PAGE TEXT:
⟨

This hive looked great so closed it up and moved it onto the new cinder blocks a foot away.

To be continued.....

February 9, 2010

Spring Flowers

 

The California poppies are really starting to bloom.  Bumblebees love these flowers.  




I took a walk this morning, the first really nice day of the year after the rains.  Everything is blooming are getting ready to.   I saw the bees on a flowering Jade plant.  The midwestern house plant I used to nurse along as a kid, often unsuccessfully, grows quite large here in San Francisco.   I have a few in my front yard that are about 4 feet tall and wide.  I kind of consider them a weed now.  But surprise surprise, the bees love them when they flower, so I won't be as hasty pulling them out. 




The bees also love rosemary, which is is full bloom right now.



This cherry tree was covered in bees.  But I still had to chase them around for these blurry shots.
  

 

February 8, 2010

Beekeeping Book

 

If I was all fancy, I would know how to make it so when you click on this image it would take you to a website.  But I am not and I don't.    So you're gonna have to do it the old fashioned way. 

I was excited to get an invitation to be in a beekeeping book written by a woman named Ashley English who writes on her blog Small Measure and also a weekly column for Design Sponge.  I filled out her questionnaire and maybe (fingers crossed) I can be one of the featured beekeepers.  Her blog is awesome and her other books look great.  I would be proud to be in one.  And even if I am not, I will probably buy one.  And maybe you will, too.

⟩

TO BE DONE:
[1] Retype the beekeeping blog text, starting with "The bees also" and going on through "these blurry shots.".
[2] Continue the beekeeping blog text from its last sentence.

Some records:
⟨

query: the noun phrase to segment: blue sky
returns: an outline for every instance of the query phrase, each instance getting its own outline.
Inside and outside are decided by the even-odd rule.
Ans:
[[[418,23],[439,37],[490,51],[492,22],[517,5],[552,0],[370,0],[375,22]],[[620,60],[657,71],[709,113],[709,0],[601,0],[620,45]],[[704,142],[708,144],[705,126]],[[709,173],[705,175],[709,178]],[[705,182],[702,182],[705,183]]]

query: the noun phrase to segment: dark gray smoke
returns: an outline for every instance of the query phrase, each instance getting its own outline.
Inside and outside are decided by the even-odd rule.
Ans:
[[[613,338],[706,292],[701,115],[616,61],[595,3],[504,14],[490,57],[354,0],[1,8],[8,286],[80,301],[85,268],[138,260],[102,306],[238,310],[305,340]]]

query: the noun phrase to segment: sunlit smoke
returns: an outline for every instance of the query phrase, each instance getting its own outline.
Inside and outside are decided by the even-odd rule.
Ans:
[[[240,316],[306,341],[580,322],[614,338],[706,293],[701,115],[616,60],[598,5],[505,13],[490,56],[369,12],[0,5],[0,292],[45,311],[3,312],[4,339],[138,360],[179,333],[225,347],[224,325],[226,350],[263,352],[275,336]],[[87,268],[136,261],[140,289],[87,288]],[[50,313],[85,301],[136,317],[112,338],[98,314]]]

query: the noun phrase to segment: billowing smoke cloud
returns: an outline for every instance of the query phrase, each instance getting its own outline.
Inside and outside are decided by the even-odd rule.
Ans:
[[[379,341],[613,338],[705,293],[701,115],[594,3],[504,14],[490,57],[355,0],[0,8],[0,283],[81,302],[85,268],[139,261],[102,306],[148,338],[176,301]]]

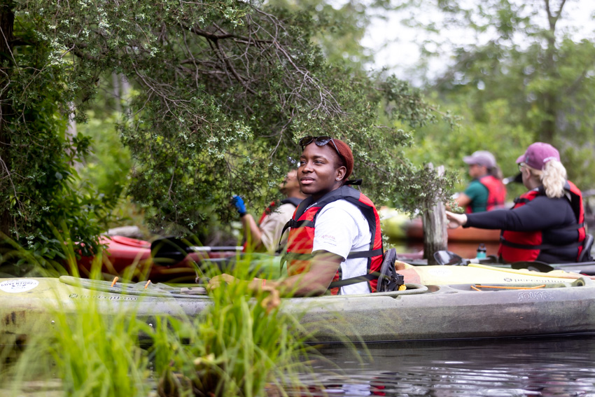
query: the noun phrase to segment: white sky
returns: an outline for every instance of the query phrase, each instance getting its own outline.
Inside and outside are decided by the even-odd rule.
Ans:
[[[542,4],[542,0],[538,0],[538,4]],[[542,6],[540,6],[542,8]],[[567,0],[564,10],[568,18],[564,19],[563,14],[563,18],[556,25],[556,29],[569,26],[578,30],[575,36],[577,39],[584,37],[595,38],[595,0]],[[395,11],[385,15],[386,20],[375,18],[368,27],[362,45],[370,48],[374,54],[374,62],[372,65],[374,69],[386,67],[399,78],[414,83],[414,66],[419,57],[419,46],[416,41],[421,40],[424,36],[419,30],[414,30],[401,25],[400,20],[408,15],[408,13],[399,13]],[[421,17],[416,18],[436,20],[440,15],[424,13]],[[542,20],[544,24],[547,24],[545,13]],[[451,30],[440,33],[444,34],[444,37],[459,43],[474,39],[469,36],[468,33],[465,36],[465,33],[460,31]],[[448,58],[436,60],[430,64],[430,73],[431,71],[435,73],[439,71],[447,62]]]

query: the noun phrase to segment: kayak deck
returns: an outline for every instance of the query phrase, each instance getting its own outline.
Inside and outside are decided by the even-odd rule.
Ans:
[[[284,298],[281,310],[298,316],[313,342],[595,332],[595,281],[544,279],[547,282],[408,284],[402,291]],[[195,318],[210,305],[204,292],[196,286],[112,286],[65,276],[0,280],[0,337],[18,340],[46,332],[57,312],[75,316],[86,307],[108,316],[134,313],[147,322],[157,316]]]

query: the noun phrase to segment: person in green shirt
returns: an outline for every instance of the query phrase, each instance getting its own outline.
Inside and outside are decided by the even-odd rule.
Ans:
[[[472,180],[455,198],[458,207],[465,208],[468,214],[503,208],[506,188],[493,155],[477,151],[463,158],[463,161],[469,165],[469,176]]]

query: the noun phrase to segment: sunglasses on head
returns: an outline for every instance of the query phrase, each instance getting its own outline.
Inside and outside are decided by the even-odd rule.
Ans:
[[[337,151],[337,154],[338,154],[339,157],[342,159],[343,158],[343,156],[341,155],[341,153],[339,151],[339,149],[337,148],[337,145],[335,144],[335,141],[333,141],[332,138],[330,137],[304,137],[300,139],[300,146],[302,146],[302,150],[303,151],[304,148],[312,144],[312,141],[314,141],[317,146],[323,146],[328,142],[332,142],[332,146],[335,146],[335,150]]]

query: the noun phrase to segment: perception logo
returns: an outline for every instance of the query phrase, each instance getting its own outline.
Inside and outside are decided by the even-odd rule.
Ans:
[[[39,285],[39,281],[31,279],[6,280],[0,283],[0,291],[17,293],[31,291]]]

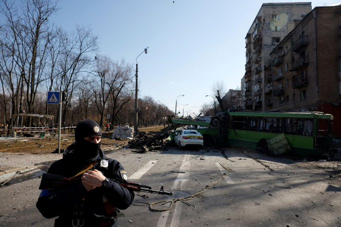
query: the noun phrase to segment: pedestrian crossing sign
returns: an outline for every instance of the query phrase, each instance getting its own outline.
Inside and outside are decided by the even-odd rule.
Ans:
[[[59,104],[60,99],[59,94],[59,92],[49,92],[47,95],[47,104]]]

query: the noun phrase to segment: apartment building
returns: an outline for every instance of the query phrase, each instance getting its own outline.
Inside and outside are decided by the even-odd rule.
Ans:
[[[242,91],[240,90],[229,90],[223,99],[226,100],[226,109],[241,110],[243,105],[242,102]]]
[[[311,10],[310,2],[262,5],[245,38],[246,64],[241,83],[245,109],[272,109],[270,53],[295,27],[294,21]]]
[[[341,5],[316,7],[270,53],[273,109],[334,116],[341,138]]]

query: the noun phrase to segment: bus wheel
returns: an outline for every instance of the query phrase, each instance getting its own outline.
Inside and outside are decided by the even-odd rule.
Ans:
[[[268,147],[268,143],[266,142],[266,139],[262,139],[259,140],[257,149],[264,152],[269,151],[269,147]]]

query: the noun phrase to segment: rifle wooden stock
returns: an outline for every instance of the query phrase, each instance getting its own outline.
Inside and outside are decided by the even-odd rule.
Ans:
[[[173,193],[163,191],[162,186],[159,190],[152,190],[150,186],[144,185],[139,183],[132,183],[124,180],[112,179],[112,180],[120,184],[129,190],[134,191],[143,191],[151,193],[172,195]],[[64,176],[51,173],[43,173],[42,180],[39,185],[41,190],[45,189],[62,188],[70,185],[81,182],[80,177],[66,177]]]

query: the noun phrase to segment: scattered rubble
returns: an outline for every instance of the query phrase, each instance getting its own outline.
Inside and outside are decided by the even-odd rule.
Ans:
[[[140,132],[128,145],[131,148],[140,150],[142,153],[164,150],[168,144],[167,133],[152,134],[149,132]]]
[[[134,136],[134,131],[133,128],[125,125],[123,127],[117,126],[114,129],[112,133],[113,139],[127,139]]]

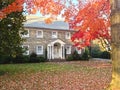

⟩

SOLVED PROBLEMS:
[1]
The bees also love rosemary, which is is full bloom right now.



This cherry tree was covered in bees.  But I still had to chase them around for these blurry shots.

[2]
February 5, 2010

Tasmania


My dear Tasmanian friend visited this week from New York and brought me a gift from her dad in Tasmania. He kept bees for a while and thought I should have this book.  It really meant a lot to me.  I met him when he came to visit San Francisco many years ago.  We had a great time at a trivia night held at a local pub. If not for him, we would have lost.  He knew every single answer to the questions about the Olympics.  They had booked a hotel on 6th and Market, an area notorious for drug dealers and sex workers and violent crime.  We were concerned that they would get a bad impression of our fair city, but all her dad noticed was the local wildlife:  pigeons, grackles, crows.  When he and his wife came to visit again, my friend took them to Big Sur for a few days.  I was working and could not go along, but I sent a bunch of natural history field guides along with them and hoped it would make their visit more pleasurable. 

I guess he remembered the kindness and returned the favor by sending me his beekeeping manual and permit.